**STATED GOAL**
Return, character for character, the stretch of the listing below from the line containing "For quality assurance, re-label every globe" through the line containing "548,535,686,665", including both of those lines.

[Entries from an annotation dataset]

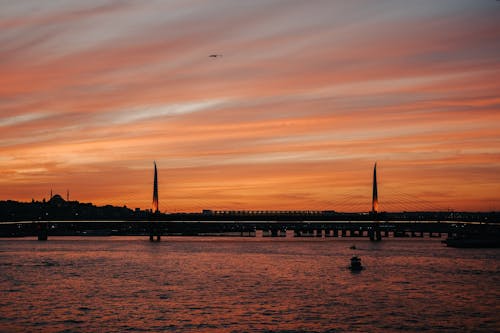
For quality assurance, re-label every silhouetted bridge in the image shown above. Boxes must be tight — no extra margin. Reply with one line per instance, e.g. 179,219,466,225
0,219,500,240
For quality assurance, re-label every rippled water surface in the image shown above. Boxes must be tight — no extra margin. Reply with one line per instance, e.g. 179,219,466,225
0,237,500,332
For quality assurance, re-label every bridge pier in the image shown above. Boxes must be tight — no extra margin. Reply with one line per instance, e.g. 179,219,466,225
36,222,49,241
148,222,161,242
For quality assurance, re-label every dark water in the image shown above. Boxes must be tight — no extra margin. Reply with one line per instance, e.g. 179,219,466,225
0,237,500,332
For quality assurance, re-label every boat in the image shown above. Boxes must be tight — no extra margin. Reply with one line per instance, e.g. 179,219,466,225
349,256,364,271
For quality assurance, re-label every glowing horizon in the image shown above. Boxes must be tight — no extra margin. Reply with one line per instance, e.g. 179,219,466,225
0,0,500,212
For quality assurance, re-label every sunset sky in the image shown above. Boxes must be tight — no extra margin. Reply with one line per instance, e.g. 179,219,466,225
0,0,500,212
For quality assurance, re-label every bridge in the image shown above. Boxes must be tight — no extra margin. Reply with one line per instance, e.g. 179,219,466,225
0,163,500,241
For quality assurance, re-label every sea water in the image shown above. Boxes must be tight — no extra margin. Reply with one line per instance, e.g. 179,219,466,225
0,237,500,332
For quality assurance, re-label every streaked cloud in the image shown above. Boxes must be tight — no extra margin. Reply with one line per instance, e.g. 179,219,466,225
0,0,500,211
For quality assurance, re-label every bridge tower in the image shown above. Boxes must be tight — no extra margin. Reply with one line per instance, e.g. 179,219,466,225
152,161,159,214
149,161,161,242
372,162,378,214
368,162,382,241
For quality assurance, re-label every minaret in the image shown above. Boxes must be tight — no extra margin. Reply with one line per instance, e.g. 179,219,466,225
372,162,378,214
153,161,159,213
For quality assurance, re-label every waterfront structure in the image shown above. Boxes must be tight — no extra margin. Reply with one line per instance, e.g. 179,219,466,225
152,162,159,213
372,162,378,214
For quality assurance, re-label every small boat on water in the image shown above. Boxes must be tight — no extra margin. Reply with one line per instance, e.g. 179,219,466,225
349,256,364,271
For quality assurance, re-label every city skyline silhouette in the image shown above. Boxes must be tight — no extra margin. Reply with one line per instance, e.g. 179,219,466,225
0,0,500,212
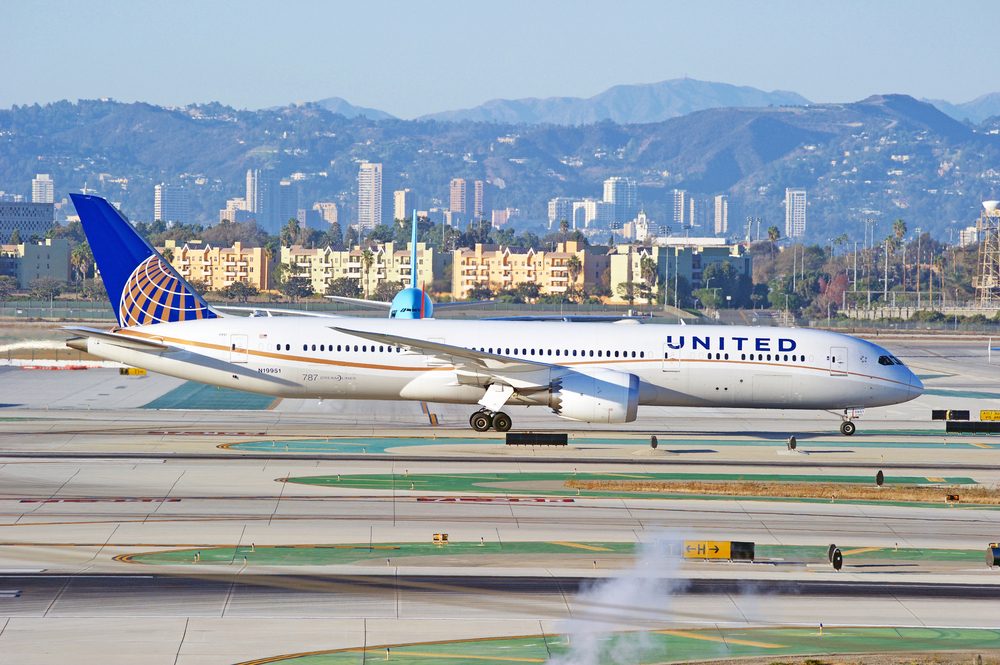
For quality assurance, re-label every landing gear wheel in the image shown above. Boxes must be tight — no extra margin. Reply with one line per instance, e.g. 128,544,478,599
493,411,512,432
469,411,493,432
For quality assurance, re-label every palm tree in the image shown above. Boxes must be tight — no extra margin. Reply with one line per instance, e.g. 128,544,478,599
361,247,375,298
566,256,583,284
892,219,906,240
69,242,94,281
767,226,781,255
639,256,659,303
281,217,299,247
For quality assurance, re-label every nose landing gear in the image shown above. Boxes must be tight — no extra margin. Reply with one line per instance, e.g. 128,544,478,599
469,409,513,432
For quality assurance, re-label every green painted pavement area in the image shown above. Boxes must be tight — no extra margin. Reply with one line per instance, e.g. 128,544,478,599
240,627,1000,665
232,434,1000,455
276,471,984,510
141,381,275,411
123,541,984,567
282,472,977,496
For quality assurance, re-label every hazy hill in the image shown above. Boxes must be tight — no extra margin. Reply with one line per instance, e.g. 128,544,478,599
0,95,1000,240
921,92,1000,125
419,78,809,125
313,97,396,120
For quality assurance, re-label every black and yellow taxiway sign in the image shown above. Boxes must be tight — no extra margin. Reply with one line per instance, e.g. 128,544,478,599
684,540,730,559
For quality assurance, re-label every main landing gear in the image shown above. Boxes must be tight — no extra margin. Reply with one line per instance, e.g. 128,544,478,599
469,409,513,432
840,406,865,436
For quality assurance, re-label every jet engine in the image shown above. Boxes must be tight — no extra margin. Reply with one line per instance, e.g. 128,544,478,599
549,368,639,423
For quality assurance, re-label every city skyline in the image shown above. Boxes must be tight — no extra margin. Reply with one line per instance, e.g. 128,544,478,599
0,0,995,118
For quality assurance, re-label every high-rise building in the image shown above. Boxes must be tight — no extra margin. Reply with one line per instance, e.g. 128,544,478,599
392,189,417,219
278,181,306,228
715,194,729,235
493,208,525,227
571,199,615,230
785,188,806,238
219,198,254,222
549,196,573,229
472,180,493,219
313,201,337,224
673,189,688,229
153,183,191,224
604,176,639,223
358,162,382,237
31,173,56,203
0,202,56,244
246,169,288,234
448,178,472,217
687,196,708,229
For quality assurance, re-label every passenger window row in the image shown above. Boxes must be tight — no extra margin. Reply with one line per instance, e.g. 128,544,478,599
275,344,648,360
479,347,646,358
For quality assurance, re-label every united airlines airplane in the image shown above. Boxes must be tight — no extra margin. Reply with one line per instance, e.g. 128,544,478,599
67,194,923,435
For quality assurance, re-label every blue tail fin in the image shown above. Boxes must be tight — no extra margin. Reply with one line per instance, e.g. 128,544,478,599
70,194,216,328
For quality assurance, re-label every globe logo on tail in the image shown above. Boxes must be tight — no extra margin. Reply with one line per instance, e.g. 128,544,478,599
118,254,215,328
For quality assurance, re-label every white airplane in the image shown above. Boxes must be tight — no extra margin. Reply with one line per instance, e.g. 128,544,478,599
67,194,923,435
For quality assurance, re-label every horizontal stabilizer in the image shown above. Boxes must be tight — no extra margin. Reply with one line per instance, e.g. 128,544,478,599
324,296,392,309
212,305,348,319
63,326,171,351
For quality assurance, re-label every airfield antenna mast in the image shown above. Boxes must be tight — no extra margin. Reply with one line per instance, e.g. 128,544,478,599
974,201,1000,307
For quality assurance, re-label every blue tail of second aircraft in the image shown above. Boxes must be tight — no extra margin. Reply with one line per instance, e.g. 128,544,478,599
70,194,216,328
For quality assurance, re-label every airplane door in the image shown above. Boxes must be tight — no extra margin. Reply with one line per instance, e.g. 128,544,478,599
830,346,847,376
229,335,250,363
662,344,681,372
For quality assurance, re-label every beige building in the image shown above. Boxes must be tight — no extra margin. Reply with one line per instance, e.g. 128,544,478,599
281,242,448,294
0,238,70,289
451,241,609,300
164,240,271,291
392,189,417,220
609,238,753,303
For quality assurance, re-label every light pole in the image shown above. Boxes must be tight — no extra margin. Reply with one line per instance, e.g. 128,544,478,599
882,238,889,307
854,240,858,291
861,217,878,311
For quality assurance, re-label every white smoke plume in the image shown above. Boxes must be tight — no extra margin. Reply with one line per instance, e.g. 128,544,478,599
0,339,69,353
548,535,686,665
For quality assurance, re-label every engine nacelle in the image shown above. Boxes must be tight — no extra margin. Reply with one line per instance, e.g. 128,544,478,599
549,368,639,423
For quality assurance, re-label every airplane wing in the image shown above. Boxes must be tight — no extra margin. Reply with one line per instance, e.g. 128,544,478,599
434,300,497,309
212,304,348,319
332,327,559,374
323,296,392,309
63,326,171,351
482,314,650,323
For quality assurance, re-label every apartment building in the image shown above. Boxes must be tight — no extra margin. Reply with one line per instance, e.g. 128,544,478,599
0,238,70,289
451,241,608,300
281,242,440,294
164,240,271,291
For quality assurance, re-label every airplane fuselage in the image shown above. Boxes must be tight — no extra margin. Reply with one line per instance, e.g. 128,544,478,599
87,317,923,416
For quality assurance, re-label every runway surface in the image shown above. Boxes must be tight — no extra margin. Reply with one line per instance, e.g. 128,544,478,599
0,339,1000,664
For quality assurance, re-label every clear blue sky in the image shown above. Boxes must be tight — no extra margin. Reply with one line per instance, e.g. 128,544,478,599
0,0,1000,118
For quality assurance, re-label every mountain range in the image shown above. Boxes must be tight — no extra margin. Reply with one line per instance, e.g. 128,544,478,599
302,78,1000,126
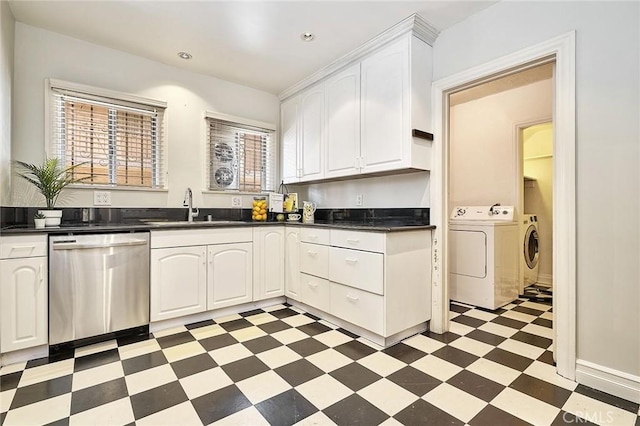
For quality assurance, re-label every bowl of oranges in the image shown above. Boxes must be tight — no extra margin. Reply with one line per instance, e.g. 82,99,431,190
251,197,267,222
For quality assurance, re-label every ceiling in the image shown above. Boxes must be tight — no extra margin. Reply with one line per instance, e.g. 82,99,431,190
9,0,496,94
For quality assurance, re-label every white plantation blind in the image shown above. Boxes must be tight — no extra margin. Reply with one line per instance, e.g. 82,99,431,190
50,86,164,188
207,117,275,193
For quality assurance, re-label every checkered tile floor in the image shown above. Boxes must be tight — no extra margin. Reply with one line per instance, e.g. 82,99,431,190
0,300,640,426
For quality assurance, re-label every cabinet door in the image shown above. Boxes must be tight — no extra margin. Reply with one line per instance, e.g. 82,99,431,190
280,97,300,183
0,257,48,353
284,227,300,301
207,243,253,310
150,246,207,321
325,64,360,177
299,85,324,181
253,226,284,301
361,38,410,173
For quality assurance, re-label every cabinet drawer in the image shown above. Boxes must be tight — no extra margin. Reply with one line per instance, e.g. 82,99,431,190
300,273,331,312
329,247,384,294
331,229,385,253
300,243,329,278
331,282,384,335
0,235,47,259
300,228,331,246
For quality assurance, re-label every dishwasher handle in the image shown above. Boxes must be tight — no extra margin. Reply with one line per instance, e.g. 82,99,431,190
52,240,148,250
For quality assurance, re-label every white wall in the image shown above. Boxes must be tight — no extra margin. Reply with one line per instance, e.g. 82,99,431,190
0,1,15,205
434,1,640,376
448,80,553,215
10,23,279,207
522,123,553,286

==

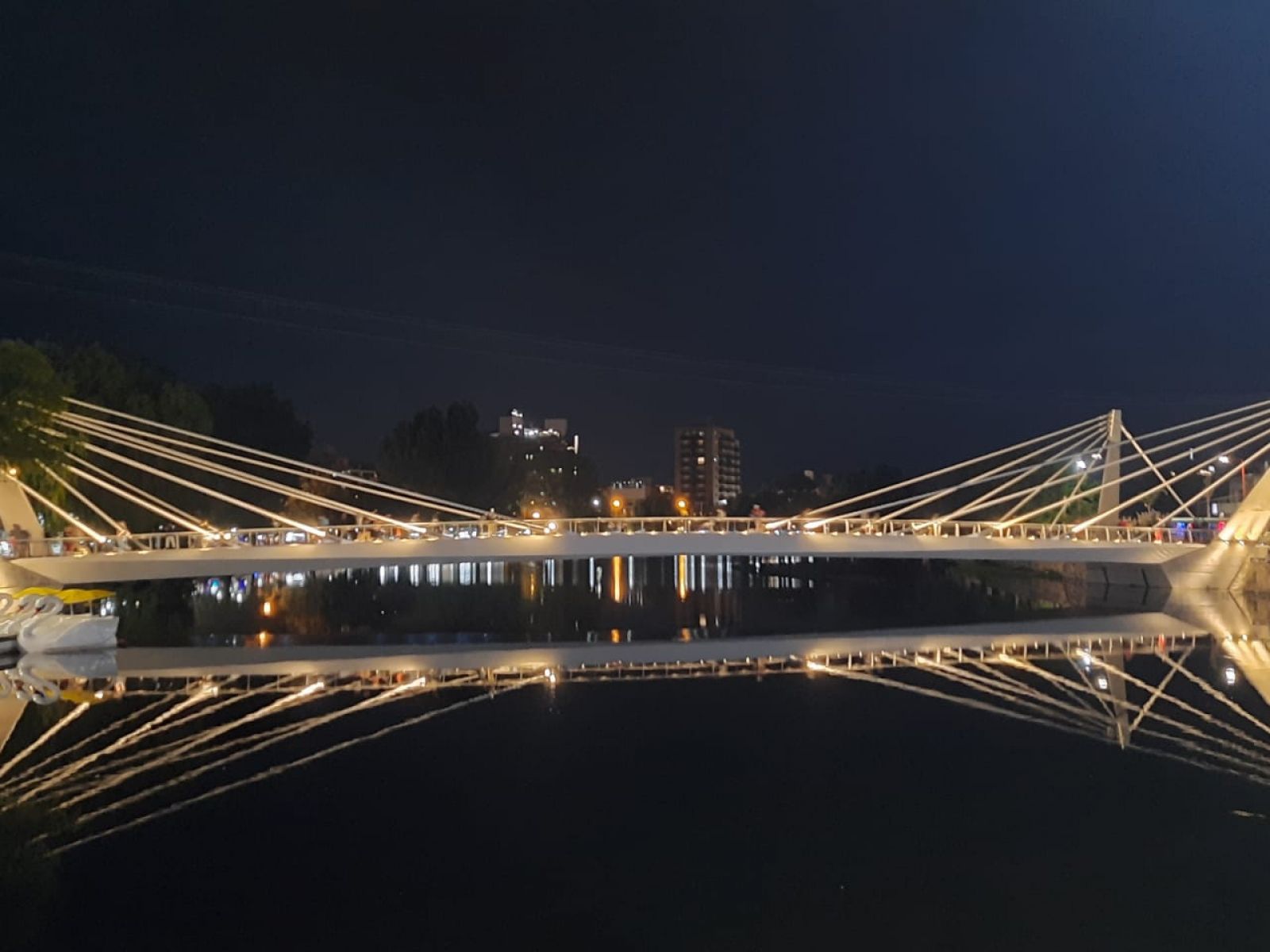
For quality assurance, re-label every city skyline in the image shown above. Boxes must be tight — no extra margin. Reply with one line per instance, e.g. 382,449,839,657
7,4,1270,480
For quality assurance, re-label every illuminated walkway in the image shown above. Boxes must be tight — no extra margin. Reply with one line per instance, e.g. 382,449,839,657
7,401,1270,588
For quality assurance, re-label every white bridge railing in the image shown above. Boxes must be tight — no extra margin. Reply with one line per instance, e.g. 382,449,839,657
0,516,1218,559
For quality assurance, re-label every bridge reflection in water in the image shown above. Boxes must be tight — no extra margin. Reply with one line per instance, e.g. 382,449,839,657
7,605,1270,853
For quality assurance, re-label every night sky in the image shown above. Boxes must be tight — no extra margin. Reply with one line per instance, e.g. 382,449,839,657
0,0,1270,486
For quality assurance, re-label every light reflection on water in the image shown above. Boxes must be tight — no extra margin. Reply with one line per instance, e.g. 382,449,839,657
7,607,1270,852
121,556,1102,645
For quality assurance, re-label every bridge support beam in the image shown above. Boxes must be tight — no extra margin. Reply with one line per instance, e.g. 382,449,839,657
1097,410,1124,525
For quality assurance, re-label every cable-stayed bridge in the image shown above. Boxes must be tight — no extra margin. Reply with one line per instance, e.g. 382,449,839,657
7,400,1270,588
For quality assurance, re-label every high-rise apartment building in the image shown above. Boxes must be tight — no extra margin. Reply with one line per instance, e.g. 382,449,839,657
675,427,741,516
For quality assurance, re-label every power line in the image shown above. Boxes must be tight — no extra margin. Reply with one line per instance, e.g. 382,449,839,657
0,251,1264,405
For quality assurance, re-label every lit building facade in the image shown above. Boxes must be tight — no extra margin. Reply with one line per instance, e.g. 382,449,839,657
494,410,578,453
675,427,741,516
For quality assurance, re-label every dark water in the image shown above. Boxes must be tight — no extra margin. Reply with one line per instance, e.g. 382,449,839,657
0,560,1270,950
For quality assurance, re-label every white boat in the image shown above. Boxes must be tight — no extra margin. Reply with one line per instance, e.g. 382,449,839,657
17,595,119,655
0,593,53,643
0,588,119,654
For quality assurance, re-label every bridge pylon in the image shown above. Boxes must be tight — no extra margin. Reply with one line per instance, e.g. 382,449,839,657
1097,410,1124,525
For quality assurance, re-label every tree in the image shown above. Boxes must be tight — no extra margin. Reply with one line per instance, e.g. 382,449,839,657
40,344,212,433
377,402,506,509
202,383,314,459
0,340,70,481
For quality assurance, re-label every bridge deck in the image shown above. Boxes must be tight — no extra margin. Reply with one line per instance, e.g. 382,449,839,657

---

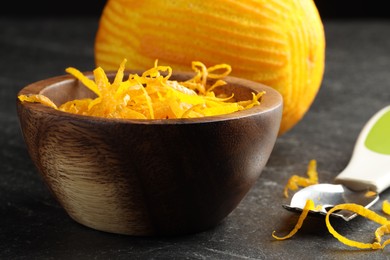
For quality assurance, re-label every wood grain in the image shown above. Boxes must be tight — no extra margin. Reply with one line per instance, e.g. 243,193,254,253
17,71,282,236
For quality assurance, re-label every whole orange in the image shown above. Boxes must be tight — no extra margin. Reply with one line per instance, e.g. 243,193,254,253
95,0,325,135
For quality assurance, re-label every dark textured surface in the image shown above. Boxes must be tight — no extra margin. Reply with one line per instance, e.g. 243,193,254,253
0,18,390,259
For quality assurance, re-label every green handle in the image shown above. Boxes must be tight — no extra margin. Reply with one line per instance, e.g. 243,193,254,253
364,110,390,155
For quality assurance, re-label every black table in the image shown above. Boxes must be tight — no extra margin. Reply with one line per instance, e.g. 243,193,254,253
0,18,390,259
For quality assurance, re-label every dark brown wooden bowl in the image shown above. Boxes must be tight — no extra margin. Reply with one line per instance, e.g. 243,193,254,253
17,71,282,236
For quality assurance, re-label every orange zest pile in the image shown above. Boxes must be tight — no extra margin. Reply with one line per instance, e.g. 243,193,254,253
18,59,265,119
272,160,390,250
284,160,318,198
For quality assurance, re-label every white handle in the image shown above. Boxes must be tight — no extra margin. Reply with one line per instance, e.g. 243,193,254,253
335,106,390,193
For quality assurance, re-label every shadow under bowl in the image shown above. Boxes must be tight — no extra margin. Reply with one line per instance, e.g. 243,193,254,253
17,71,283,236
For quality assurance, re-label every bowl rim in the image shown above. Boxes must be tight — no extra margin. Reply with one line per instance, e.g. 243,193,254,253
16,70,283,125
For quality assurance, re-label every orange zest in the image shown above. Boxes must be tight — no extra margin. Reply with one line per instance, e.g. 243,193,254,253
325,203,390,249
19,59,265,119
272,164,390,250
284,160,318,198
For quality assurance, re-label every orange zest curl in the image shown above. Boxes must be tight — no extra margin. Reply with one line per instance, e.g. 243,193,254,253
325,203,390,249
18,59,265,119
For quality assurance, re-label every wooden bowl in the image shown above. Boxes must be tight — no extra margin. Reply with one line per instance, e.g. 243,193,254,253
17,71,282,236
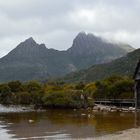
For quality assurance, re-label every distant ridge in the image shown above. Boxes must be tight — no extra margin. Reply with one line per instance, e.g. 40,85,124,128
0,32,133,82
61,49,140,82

**REPLY TO THE EXERCISE**
For quality assurance, re-label every globe logo on tail in the image shown above. Boxes must be tight — no extra margin. Reply with one line per instance, e.g. 128,544,478,599
118,254,215,328
For quality assurance, re-label every white airplane in the image shown above. Boxes must be tight — no extra margin. Reply with one line per instance, e.g. 128,544,478,599
67,194,923,435
For quality assurance, re-label every horizontal stabilizer in the image shown above. Boxes must be tight — no extra margin. Reply with one line per instance, e.g. 128,544,478,599
324,296,392,309
212,305,348,319
63,326,171,351
For quality assurance, re-label every airfield antenna mast in the image shown above. Boxes must be tight — no extra margin. Reply with one line per instance, e.g. 128,544,478,599
974,201,1000,307
For quality assurance, re-label every blue tail of second aircraft in the image shown above. Boxes must be tight — no extra margin. Reply with one line per instance, e.g. 128,544,478,599
70,194,216,328
For quality assurance, re-label every airplane door in the image shown above. Boxes must be tight — no extra margin. Reply with one line per instance, e.g. 128,544,478,599
830,346,847,376
229,335,250,363
662,344,681,372
For quality assurance, re-label every beige building in the image shown above. Boxes must be tight — no extra margin. Reply with one line per instance, e.g. 128,544,478,599
281,242,448,294
0,238,70,289
451,241,609,300
164,240,271,291
392,189,417,220
609,238,753,303
For quality assurance, re-label every light pole in the image shown above. Boxes must be tight — no extra margin. Reply with one line per instance, e.g. 128,544,478,599
882,238,889,307
854,240,858,291
861,217,878,311
For quality assurance, re-label every white smoke plume in the image shown above. Boxes must be tight — no extra margin. Reply with one line per instance, e.g. 128,544,478,599
0,339,69,353
548,535,686,665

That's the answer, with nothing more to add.